==== THE DATA ====

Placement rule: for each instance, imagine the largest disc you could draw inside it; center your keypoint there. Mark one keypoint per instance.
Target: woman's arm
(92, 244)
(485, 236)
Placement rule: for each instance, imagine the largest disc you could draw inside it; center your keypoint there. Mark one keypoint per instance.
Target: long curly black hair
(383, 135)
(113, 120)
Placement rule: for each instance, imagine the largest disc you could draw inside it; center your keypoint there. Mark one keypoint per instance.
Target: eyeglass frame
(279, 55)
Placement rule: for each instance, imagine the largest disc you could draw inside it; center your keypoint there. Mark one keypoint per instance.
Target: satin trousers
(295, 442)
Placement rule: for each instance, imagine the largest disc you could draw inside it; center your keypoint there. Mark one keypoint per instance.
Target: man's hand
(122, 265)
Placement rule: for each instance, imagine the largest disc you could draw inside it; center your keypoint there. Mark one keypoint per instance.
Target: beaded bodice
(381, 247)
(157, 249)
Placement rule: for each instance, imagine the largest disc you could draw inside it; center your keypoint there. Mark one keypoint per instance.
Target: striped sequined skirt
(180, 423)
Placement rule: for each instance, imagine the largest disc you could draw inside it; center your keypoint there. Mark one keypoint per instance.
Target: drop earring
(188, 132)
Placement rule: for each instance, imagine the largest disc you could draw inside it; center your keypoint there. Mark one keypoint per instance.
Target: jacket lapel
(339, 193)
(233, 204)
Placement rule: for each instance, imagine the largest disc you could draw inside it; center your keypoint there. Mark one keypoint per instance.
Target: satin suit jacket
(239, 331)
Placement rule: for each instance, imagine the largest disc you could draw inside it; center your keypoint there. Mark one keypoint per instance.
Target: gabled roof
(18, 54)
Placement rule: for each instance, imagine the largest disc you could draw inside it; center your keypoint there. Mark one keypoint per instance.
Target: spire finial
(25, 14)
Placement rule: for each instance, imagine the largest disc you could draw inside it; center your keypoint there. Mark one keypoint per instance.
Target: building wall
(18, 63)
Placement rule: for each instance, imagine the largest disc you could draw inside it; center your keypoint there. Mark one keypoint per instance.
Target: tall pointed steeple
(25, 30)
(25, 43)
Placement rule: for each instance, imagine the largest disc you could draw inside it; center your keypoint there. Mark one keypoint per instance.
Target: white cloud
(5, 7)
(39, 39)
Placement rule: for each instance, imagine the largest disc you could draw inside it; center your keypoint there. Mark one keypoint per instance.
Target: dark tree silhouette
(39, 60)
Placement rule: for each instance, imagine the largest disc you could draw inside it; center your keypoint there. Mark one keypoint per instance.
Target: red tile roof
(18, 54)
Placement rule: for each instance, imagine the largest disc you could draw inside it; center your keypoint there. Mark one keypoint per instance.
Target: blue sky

====

Write out every line exactly as it stands.

Placement rule: for each instance, imagine the largest disc you could draw inside it; center your keypoint there. Mark one keypoint per instance.
Target: woman's arm
(92, 244)
(485, 236)
Placement rule: for each instance, imagine the largest disc you could draw inside it; center your keypoint there. Mark one keypoint per instance.
Target: long curly black hair
(383, 135)
(113, 120)
Placement rule: for each instance, imagine the largest disc you could draw inside it; center your keypoint there. Mark one keypoint per instance.
Target: eyeglass frame
(279, 55)
Placement rule: for each instance, imagine the largest disc you could draw inside it; center your keypoint there. Mark one keypoint per instance.
Target: satin trousers
(295, 442)
Placement rule: for each instance, imagine the largest disc you could draw inside it; center your keypoint there. Mark one keypoint per instance.
Target: man's hand
(122, 265)
Placement rule: for each instance, imagine the largest disc you could draw inside it; center your keypoint there. Mark one keypoint per instance.
Target: beaded bodice
(381, 247)
(157, 249)
Placement rule: for each instance, imagine the largest disc you could draw inside it; center your keypoint there. Mark one keypoint per instance.
Target: striped sequined skirt
(180, 423)
Placement rule: for each instance, imagine the largest disc you could draw inside it; center your keypoint there. Mark one keypoint per instance.
Target: drop earring
(188, 132)
Placement rule: for each instance, imagine the largest disc you could draw inside it; center your keypoint there. Mark one keypoint per instance.
Target: jacket lapel
(339, 193)
(233, 204)
Placement rule: for each instance, imagine the largest disc you could draw inside it; center your keypoint there. Mark one keypoint per instance.
Target: satin suit jacket
(239, 331)
Placement rule: for each instance, imagine the largest disc you could draw inside it; center your keypoint there. Mark one keypoint per instance.
Target: gabled roof
(18, 54)
Placement rule: for each instance, imagine the largest disc you could draw inside it; center your keypoint there. Mark one keypoint per instance.
Target: spire finial
(25, 14)
Placement rule: for each instance, imagine the largest disc you could draw inside it; center your keypoint there. Mark one keypoint per instance.
Target: building wall
(18, 63)
Placement rule: for each instance, imagine the largest disc you could draw inside it; center your keypoint there. Mark one keypoint per instance.
Target: tall pointed steeple
(25, 30)
(25, 43)
Placement rule: for each instance, imagine the largest disc you could draw inside it; center your keypoint there. Mark one keypoint per instance.
Target: white cloud
(5, 7)
(39, 39)
Placement rule: for each instance, imagine the largest disc you could draw inside it; center your keypoint there. Mark one keypoint per instance.
Target: dark tree silhouette
(39, 60)
Placement rule: for each instance, imagine the largest disc you could draw inside it; center your keypoint there. Mark one keypoint per instance.
Target: red tile roof
(18, 54)
Placement rule: for each instance, imagine the largest disc you could draw inside it; center your keypoint there. Mark one keypoint per instance.
Target: blue sky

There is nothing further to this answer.